*Exercise goal:* In the passage below on learning about wine, what does Antonio Gianola keep his tasting notes in?

*Quoted passage:*
□ □ □
|Sara Maule of Nino Negri at Caracol in Houston w/wine director Sean Beck|
First, go to as many public (or trade) events as possible to talk with the winemaker and taste their wine. Just like anything, practice is paramount. Taste everything you can. Make notes and find a way to catalog them. In Houston, two wine buyers, Antonio Gianola and Sean Beck, have taken their wine notes to a high level. In the case of Antonio, he has a photographic memory. He keeps his notes in small booklets and refers to them when needed. Sean, who oversees wine programs at four restaurants in Houston, now takes his notes on an IPad. He uses key words so he can search back on them when he is looking for some specific wine. These two gents have set an example worth following. And while not all of us are blessed to have a memory like Antonio or an insatiable curiosity like Sean, again, the key word is practice.
|Sara Maule (L) pours Vigna Fracia to Mai Pham (R) at |
Houston Wine Merchant (w/Antonio Gianola in background)
|Photo - courtesy of Italian Wine Central|
|Photo - courtesy of Michael Horne's Dall'Uva|
|Still from Geoff Kruth and Guild Somm's "The Wines of Barolo and Barbaresco"|
If you want to get visceral and do some actual work in the fields, there are opportunities. One special one coming up in a few weeks is part 2 of the Scuola pratica di antica viticoltura Etnea - School of applied traditional Etnean viticulture that Salvo Foti and Maurizio Pagano hold on Etna. The course is divided into three modules, January- Module 1: Preparation and Regeneration/March- Module 2: Rebirth/June- Module 3: Preparing for Fruition.
□ □ □
*Provided information:*
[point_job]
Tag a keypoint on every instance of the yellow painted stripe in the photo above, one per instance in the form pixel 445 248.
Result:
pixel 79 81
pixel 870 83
□ □ □
*Response to the task:* Small booklets.